SOURCE EXTRACT
Each part proposed in this paper: 3D character animation and asset generation was evaluated based on qualitative and/or quantitative results.
  4.1. 3D Character Animation
For training the model that generates the next pose of the 3D character, we used the CMU motion dataset [
19], which contains enough diversity for our use-case. This dataset is composed of 144 motion capture scenarios, with different subjects. Each scenario is composed of a set of activities from a certain domain, like dancing, running, walking, basketball, riding vehicles and so on. Each activity is represented by an individual motion capture file, consisting of several hundred frames. In our case, each such file represents a “document” for the GPT, with a total of 2553 “documents”. All the activities have been retargeted to a single skeleton, so there is no need for extra motion retargeting. The skeleton is defined by a hierarchy of joints. Each joint is defined by the joint type (“ROOT” for the root node, “JOINT” for the joints and “End site” for end nodes).
An item from the dataset is represented by a motion capture file data, meaning a vector of size . However, in a lot of cases the motion sequence is larger than the capacity of AnimGPT. Moreover, the animations needed for a game are not exactly long, so we have decided to crop the number of frames to either 256 or 512. However, cutting them is a bad idea, because the parts are logically linked. Instead, we have opted for a random sampling strategy from the motion data. Sampling all the motion data files with equal probability is not correct, since this would lead to oversampling of shorter animations. To solve this, we have weighted the sampling by linking more indices of the dataset to each sequence, proportionally with its length. More specifically, we have divided the length of the sequence to the fixed motion sequence length and taken the ceiling of the result. This results in a series of intervals.
Another choice regarding the data was to eliminate information regarding movement on the X and Z axes. Games are interactive, so the trajectory and speed of the motion is determined at run-time. This collides with the information from the X and Z axis, which represents horizontal movement in the environment. Because of this we have chosen to simplify the problem and eliminate the need to predict this data. We eliminate it by zeroing it over the full dataset instead of lowering the dimensionality of the result, for practical reasons: to be easier to generate the motion data for the result.
The data for the denoising experiment is obtained in the same way, but we also add noise to the data separately. We created additive noise by centering the noise in 0. Because of the normal distribution properties, with most of the values revolving around the mean, we always apply the noise instead of applying it to components with a set probability. We compute the standard deviation separately for each channel, on the whole dataset, to create a more believable noisy motion.
For generation of the next pose, we started from the architecture of the base GPT2, because we found its size of 110 million parameters to be fitting for the rather low amount of data we had available (compared to the millions of documents the language model has been trained on).

SUPPLIED INFORMATION
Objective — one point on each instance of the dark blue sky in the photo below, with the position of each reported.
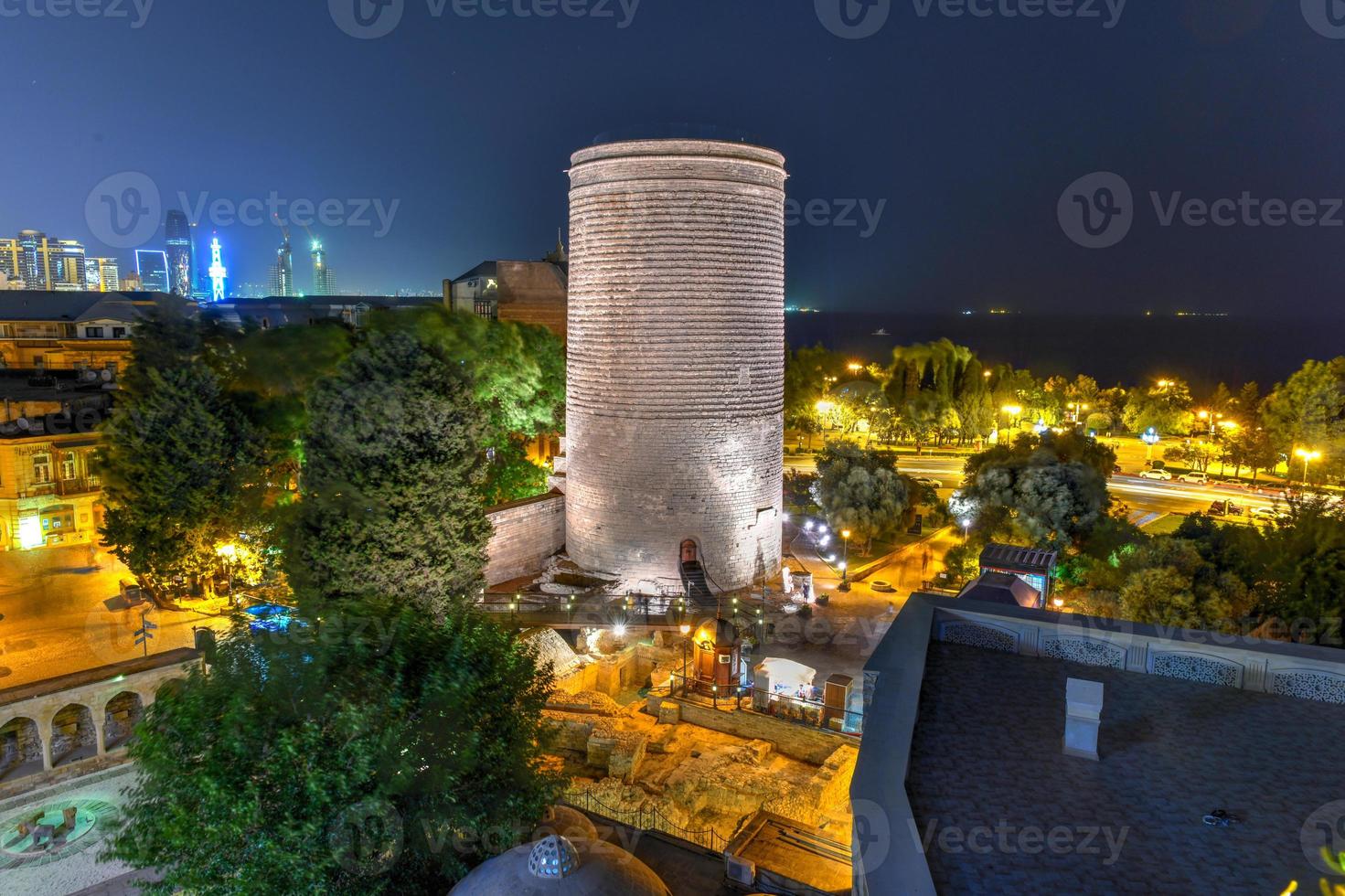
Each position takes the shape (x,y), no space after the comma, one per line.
(967,129)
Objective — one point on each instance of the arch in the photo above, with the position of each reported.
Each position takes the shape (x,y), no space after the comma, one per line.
(73,735)
(690,552)
(120,718)
(20,748)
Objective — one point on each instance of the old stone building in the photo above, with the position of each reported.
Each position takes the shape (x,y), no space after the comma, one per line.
(676,362)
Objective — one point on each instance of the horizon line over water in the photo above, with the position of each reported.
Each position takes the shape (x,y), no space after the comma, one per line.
(1113,348)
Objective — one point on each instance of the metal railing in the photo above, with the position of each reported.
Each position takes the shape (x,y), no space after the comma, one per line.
(646,819)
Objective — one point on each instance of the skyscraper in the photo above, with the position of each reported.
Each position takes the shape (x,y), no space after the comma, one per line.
(43,262)
(325,284)
(182,272)
(152,267)
(102,274)
(217,272)
(283,272)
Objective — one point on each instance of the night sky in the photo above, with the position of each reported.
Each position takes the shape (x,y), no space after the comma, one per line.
(968,129)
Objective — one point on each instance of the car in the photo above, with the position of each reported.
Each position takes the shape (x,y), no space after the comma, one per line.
(1225,508)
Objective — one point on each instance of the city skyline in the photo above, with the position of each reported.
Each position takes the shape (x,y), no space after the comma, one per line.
(928,159)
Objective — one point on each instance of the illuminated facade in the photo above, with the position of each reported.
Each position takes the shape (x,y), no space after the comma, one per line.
(325,284)
(152,270)
(39,261)
(182,268)
(217,272)
(676,376)
(48,494)
(283,272)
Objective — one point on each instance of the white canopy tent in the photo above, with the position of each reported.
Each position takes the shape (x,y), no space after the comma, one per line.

ACTIVITY 1
Reproduce the passage of the 3D character animation text between "The data for" and "believable noisy motion.", inclusive.
ACTIVITY 2
Carry on the 3D character animation text from the point where it stops.

REPLY 1
The data for the denoising experiment is obtained in the same way, but we also add noise to the data separately. We created additive noise by centering the noise in 0. Because of the normal distribution properties, with most of the values revolving around the mean, we always apply the noise instead of applying it to components with a set probability. We compute the standard deviation separately for each channel, on the whole dataset, to create a more believable noisy motion.

REPLY 2
The AnimGPT model changes are rather straightforward. The original GPT2 uses the Pytorch Embedding class for translating from tokens to embeddings. These are nothing more than dictionaries with learnable parameters for each entry, which require as input the maximum number of elements. This approach works for natural language processing, because the words form a discrete space, but since we are dealing with motion, which forms a continuous space, we cannot use the same module. Each motion frame represents a vector of 132 channels, which can be considered a point in the motion space. Instead of trying to discretize this space, we employ a linear projection to bring the point into a higher dimensionality space, more exactly the 768 dimensional space the regular Transformer usually processes. This operation is the equivalent of translating a token to that index. Employing something more than a linear projection is superfluous, since we’re using a deep neural network to process the data anyway.
A similar operation must be done at the end, by replacing the model head. Instead of having a linear projection that translates the obtained deep embedding into a vector of logits for each token of the vocabulary, we use a linear projection that translates the embedding into a 132 dimensional point from the motion space, the next frame.
We train two models for 160 epochs, one processing sequences of 256 frames and one processing 512 frames ones. Both models work equally well. For the former we use a batch size of 32, while for the latter we can only afford a batch size of 20. We train both models from scratch, because the weights of the original GPT2 are optimised for another problem. We start with a learning rate of  and decay it progressively during training.
A more important change was in the actual generation case. The usual GPT2 model inherits the GenerationMixin module, which contains the common code for all generative models, with different generation techniques. We have built a GPT, but our results are deterministic, unlike GPT’s case, so we do not use such methods. The solution was to override the generate function to use our generation techniques. Two methods were implemented. The first one is for the generation of the next pose, where we expect at each step the correct sequence of frames and generate the next one. The second one is free autoregressive generation, where we give the model a start sequence and let it generate the rest of it.
For motion capture denoising, we trained this model using the same CMU motion capture dataset as in the case of generation of the next pose case, but opt for a noising scheme to include artificial noise. We added Gaussian noise, which is more appropriate for this task. For this case, DenoiseAnimGPT uses mainly the same changes as AnimGPT. We opted for adding the noisy embedding to the input as an extra embedding besides the motion embeddings and the position embeddings. For this, we have added another linear projection at the input. To process it correctly, we apply a roll-over to the left, so that the masked self-attention will pay attention to the full noisy sequence, until the current point inclusively.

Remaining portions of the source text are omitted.